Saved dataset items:
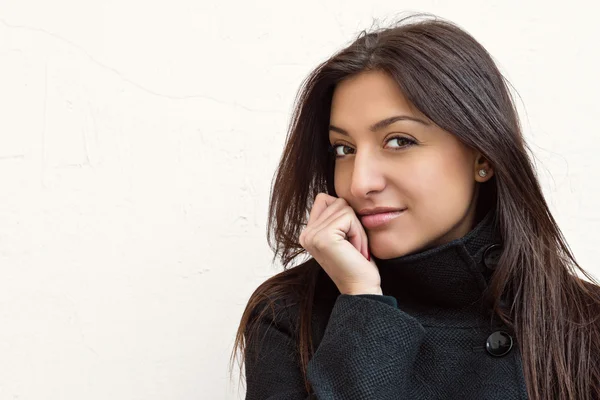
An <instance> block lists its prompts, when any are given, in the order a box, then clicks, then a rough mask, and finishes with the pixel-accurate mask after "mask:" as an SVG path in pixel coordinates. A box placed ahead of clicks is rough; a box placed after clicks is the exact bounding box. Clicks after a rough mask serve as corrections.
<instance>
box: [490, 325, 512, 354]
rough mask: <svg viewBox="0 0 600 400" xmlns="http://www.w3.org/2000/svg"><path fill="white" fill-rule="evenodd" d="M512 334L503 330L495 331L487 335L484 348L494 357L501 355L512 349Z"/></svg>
mask: <svg viewBox="0 0 600 400" xmlns="http://www.w3.org/2000/svg"><path fill="white" fill-rule="evenodd" d="M512 345H513V340H512V336H510V335H509V334H508V333H506V332H504V331H497V332H494V333H492V334H491V335H490V336H488V339H487V341H486V343H485V349H486V350H487V351H488V353H490V354H491V355H493V356H494V357H502V356H503V355H505V354H507V353H508V352H509V351H510V349H512Z"/></svg>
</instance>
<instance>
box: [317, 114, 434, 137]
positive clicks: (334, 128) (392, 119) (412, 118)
mask: <svg viewBox="0 0 600 400" xmlns="http://www.w3.org/2000/svg"><path fill="white" fill-rule="evenodd" d="M397 121H414V122H418V123H420V124H423V125H430V124H429V123H428V122H425V121H423V120H422V119H420V118H416V117H411V116H408V115H395V116H393V117H389V118H386V119H382V120H381V121H379V122H376V123H374V124H373V125H371V127H370V128H369V129H370V130H371V132H377V131H379V130H381V129H383V128H386V127H388V126H390V125H391V124H393V123H394V122H397ZM329 130H330V131H334V132H338V133H341V134H342V135H344V136H350V134H349V133H348V132H347V131H345V130H344V129H342V128H338V127H337V126H334V125H329Z"/></svg>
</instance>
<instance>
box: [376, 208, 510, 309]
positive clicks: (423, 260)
mask: <svg viewBox="0 0 600 400" xmlns="http://www.w3.org/2000/svg"><path fill="white" fill-rule="evenodd" d="M501 252H502V240H501V235H500V232H499V230H498V226H497V220H496V213H495V212H494V210H490V211H488V213H487V214H486V215H485V216H484V217H483V219H481V220H480V221H479V222H478V223H477V224H476V226H475V227H474V228H473V229H472V230H471V231H470V232H468V233H467V234H466V235H465V236H463V237H461V238H458V239H455V240H453V241H451V242H448V243H445V244H443V245H440V246H437V247H434V248H430V249H427V250H424V251H421V252H418V253H412V254H408V255H405V256H400V257H396V258H391V259H378V258H377V257H374V256H373V257H374V259H375V263H376V264H377V266H378V268H379V272H380V275H381V282H382V290H383V294H387V295H392V296H394V297H396V299H397V300H398V305H399V307H401V308H403V309H405V310H410V309H414V310H425V311H431V310H432V309H435V310H437V311H438V312H439V311H440V310H442V311H450V310H453V309H463V310H464V309H465V308H466V307H469V306H473V305H477V303H478V302H480V300H482V298H483V295H484V292H485V290H486V288H487V287H488V283H489V279H490V278H491V275H492V273H493V270H494V268H495V267H496V265H497V262H498V258H499V257H500V253H501Z"/></svg>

- Task details:
Copy out the entire listing above word for word, leaving the pictures out.

- Solved problem:
An <instance> block lists its prompts, when any are given, in the order a box, then clicks, then a rough mask, and finishes with the pixel-accurate mask after "mask:" as an SVG path in pixel coordinates. A box placed ahead of clicks is rough; a box placed after clicks is the exact bounding box. Clicks after a rough mask serve as corrections.
<instance>
box: [490, 325, 512, 354]
rough mask: <svg viewBox="0 0 600 400" xmlns="http://www.w3.org/2000/svg"><path fill="white" fill-rule="evenodd" d="M512 334L503 330L495 331L487 335L484 348L494 357L501 355L512 349Z"/></svg>
mask: <svg viewBox="0 0 600 400" xmlns="http://www.w3.org/2000/svg"><path fill="white" fill-rule="evenodd" d="M512 345H513V340H512V336H510V335H509V334H508V333H506V332H504V331H497V332H494V333H492V334H491V335H490V336H488V339H487V341H486V343H485V349H486V350H487V351H488V353H490V354H491V355H493V356H494V357H502V356H503V355H505V354H507V353H508V352H509V351H510V349H512Z"/></svg>
</instance>
<instance>
box: [317, 114, 434, 137]
positive clicks: (334, 128) (392, 119) (412, 118)
mask: <svg viewBox="0 0 600 400" xmlns="http://www.w3.org/2000/svg"><path fill="white" fill-rule="evenodd" d="M397 121H414V122H418V123H420V124H423V125H430V124H429V123H428V122H425V121H423V120H422V119H420V118H416V117H411V116H408V115H395V116H393V117H389V118H386V119H382V120H381V121H379V122H376V123H374V124H373V125H371V127H370V128H369V129H370V130H371V132H377V131H379V130H381V129H383V128H386V127H388V126H390V125H391V124H393V123H394V122H397ZM329 130H330V131H334V132H338V133H341V134H342V135H344V136H350V134H349V133H348V132H347V131H345V130H344V129H342V128H338V127H337V126H334V125H329Z"/></svg>
</instance>
<instance>
box: [376, 208, 510, 309]
positive clicks: (423, 260)
mask: <svg viewBox="0 0 600 400" xmlns="http://www.w3.org/2000/svg"><path fill="white" fill-rule="evenodd" d="M501 252H502V240H501V235H500V232H499V230H498V226H497V220H496V213H495V212H494V210H490V211H488V213H487V214H486V215H485V216H484V217H483V219H481V220H480V221H479V222H478V223H477V224H476V226H475V227H474V228H473V229H472V230H471V231H470V232H468V233H467V234H466V235H465V236H463V237H461V238H458V239H455V240H453V241H451V242H448V243H445V244H443V245H440V246H437V247H434V248H430V249H427V250H424V251H421V252H418V253H412V254H408V255H405V256H400V257H396V258H391V259H378V258H377V257H374V256H373V257H374V259H375V263H376V264H377V266H378V268H379V272H380V275H381V282H382V290H383V294H387V295H392V296H394V297H396V299H397V300H398V305H399V307H401V308H403V309H405V310H410V309H414V310H425V311H431V310H432V309H435V310H437V311H438V312H439V311H440V310H442V311H450V310H453V309H463V310H464V309H465V308H466V307H469V306H473V305H477V303H478V302H480V300H482V298H483V295H484V292H485V290H486V288H487V287H488V283H489V279H490V278H491V275H492V273H493V270H494V268H495V267H496V265H497V262H498V258H499V257H500V253H501Z"/></svg>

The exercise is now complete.